(Consigne 1):
Réécrivez sous forme de liste numérotée les lignes des enregistrements comprises entre celle qui contient « In this picture, where can the polar bear back » et celle qui contient « (1209, 411) », ces deux lignes incluses, sans reprendre les lignes vides.

(Extrait du document):
▽

L’incendie de Notre-Dame enflamme les cinéastes
L’incendie de la cathédrale Notre-Dame de Paris passionne les réalisateurs. Entre une fiction grand spectacle signée Jean-Jacques Annaud, une série annoncée par Netflix et une mini-série adaptée d’une enquête du New York Times, les projets confirment tous l’impact de l’événement.
Le 15 avril 2019, l’incendie de la cathédrale Notre-Dame de Paris a été suivie en direct par des spectateurs du monde entier. Comme une atteinte à l’âme, l’événement a aussi impacté de nombreux réalisateurs. Il faut dire que cette nuit tragique réunissait tous les ingrédients du spectacle et du drame. L’hommage renforcerait sans doute aussi l’attachement de tous à la cathédrale, croyants ou non. Une kyrielle de projets pour petit et grand écran a ainsi émergé de ce dramatique incendie.
«L’incendie de Notre-Dame, c’est le sacré qui brûle et c’est ce que je vais montrer.»

△

(Enregistrements issus d'un jeu de données)
▽

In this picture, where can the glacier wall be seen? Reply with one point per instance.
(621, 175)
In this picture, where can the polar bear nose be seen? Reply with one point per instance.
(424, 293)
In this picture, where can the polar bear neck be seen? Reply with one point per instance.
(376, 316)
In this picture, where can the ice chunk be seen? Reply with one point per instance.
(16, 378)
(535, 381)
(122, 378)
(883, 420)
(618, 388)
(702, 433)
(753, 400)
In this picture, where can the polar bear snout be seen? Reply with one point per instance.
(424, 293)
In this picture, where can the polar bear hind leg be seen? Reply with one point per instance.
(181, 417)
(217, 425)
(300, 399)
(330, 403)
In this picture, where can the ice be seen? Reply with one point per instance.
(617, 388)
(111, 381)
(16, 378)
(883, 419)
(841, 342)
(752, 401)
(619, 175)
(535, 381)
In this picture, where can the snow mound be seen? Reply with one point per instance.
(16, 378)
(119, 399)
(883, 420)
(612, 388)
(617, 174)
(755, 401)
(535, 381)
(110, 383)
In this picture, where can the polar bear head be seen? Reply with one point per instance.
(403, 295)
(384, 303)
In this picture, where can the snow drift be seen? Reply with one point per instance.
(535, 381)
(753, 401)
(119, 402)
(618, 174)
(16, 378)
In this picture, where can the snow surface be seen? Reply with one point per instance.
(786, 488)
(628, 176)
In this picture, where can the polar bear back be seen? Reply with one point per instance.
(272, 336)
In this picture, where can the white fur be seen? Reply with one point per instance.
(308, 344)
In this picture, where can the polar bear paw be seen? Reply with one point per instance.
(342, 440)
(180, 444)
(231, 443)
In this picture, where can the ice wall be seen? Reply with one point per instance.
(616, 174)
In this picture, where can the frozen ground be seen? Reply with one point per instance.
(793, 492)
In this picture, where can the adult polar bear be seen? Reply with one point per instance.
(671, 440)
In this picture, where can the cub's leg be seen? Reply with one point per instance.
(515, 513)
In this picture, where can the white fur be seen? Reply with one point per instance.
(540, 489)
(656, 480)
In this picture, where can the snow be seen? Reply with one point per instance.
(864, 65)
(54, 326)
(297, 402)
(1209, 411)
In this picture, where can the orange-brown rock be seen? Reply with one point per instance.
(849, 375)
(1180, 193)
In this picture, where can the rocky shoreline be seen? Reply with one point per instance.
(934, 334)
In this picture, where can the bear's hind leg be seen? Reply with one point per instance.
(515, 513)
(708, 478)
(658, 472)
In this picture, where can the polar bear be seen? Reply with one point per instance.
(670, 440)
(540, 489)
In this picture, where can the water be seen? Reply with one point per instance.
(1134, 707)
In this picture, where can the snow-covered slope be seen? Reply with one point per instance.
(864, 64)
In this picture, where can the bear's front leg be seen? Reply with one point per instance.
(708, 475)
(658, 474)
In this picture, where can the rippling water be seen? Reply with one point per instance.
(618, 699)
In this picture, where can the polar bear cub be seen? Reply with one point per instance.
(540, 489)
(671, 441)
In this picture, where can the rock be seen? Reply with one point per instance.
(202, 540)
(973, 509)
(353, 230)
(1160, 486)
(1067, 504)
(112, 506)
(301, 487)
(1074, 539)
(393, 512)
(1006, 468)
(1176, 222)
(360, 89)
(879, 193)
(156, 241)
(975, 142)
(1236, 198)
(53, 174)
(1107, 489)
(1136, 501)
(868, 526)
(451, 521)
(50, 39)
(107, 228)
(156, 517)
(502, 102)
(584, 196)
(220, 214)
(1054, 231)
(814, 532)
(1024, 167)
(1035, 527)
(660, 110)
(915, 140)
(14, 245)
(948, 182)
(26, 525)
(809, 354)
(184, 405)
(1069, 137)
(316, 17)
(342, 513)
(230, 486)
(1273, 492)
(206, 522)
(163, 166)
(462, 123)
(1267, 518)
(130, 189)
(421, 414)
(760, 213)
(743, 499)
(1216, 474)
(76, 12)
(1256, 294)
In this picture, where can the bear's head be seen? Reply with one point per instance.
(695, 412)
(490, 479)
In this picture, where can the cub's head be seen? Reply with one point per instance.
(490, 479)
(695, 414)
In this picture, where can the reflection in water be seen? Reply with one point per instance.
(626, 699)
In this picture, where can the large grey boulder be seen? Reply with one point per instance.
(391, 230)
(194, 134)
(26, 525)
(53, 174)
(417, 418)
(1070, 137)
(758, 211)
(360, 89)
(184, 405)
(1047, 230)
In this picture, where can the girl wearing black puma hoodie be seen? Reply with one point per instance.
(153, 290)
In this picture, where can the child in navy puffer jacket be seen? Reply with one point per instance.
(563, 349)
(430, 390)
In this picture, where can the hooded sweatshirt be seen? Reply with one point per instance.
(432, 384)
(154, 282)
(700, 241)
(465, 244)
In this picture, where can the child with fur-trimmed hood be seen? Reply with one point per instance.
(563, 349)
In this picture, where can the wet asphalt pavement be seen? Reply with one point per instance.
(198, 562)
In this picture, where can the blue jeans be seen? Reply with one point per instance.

△

(Consigne 2):
Prolongez le texte sur les projets de films inspirés par l'incendie de Notre-Dame en reprenant juste après sa dernière phrase.

(Réponse attendue 1):
1. In this picture, where can the polar bear back be seen? Reply with one point per instance.
2. (272, 336)
3. In this picture, where can the white fur be seen? Reply with one point per instance.
4. (308, 344)
5. In this picture, where can the polar bear paw be seen? Reply with one point per instance.
6. (342, 440)
7. (180, 444)
8. (231, 443)
9. In this picture, where can the ice wall be seen? Reply with one point per instance.
10. (616, 174)
11. In this picture, where can the frozen ground be seen? Reply with one point per instance.
12. (793, 492)
13. In this picture, where can the adult polar bear be seen? Reply with one point per instance.
14. (671, 440)
15. In this picture, where can the cub's leg be seen? Reply with one point per instance.
16. (515, 513)
17. In this picture, where can the white fur be seen? Reply with one point per instance.
18. (540, 489)
19. (656, 480)
20. In this picture, where can the snow be seen? Reply with one point per instance.
21. (864, 65)
22. (54, 326)
23. (297, 402)
24. (1209, 411)

(Réponse attendue 2):
Jean-Jacques Annaud, cinéaste
Attiré par les films à grand spectacle dont il s’est fait une spécialité, Jean-Jacques Annaud a tout de suite vu le potentiel de fiction que l’histoire contenait. Le réalisateur du Nom de la Rose (1986), qui a débuté le 9 mars 2021 le tournage de «Notre-Dame brûle», explique ainsi au quotidien La Croix, qu’«au-delà du symbole chrétien, c’est un lieu de prière, un lieu sacré depuis des temps très anciens qui menaçait de disparaître. Je pense que c’est ce qui a ému les gens dans une période où, au fond, notre société manque de spiritualité. L’incendie de Notre-Dame, c’est le sacré qui brûle et c’est ce que je vais montrer.»
Une reconstitution minutieuse
Pour cette fiction attendue sur les écrans en 2022, Jean-Jacques Annaud a reconstitué l’incendie en tournant dans différents lieux présentant une grande similitude avec ceux de l’édifice parisien, que ce soit la cathédrale d’Amiens ou celle de Sens. Un travail numérique va parfaire l’illusion, en reconstituant une partie des décors en studio, notamment pour les scènes d’incendie.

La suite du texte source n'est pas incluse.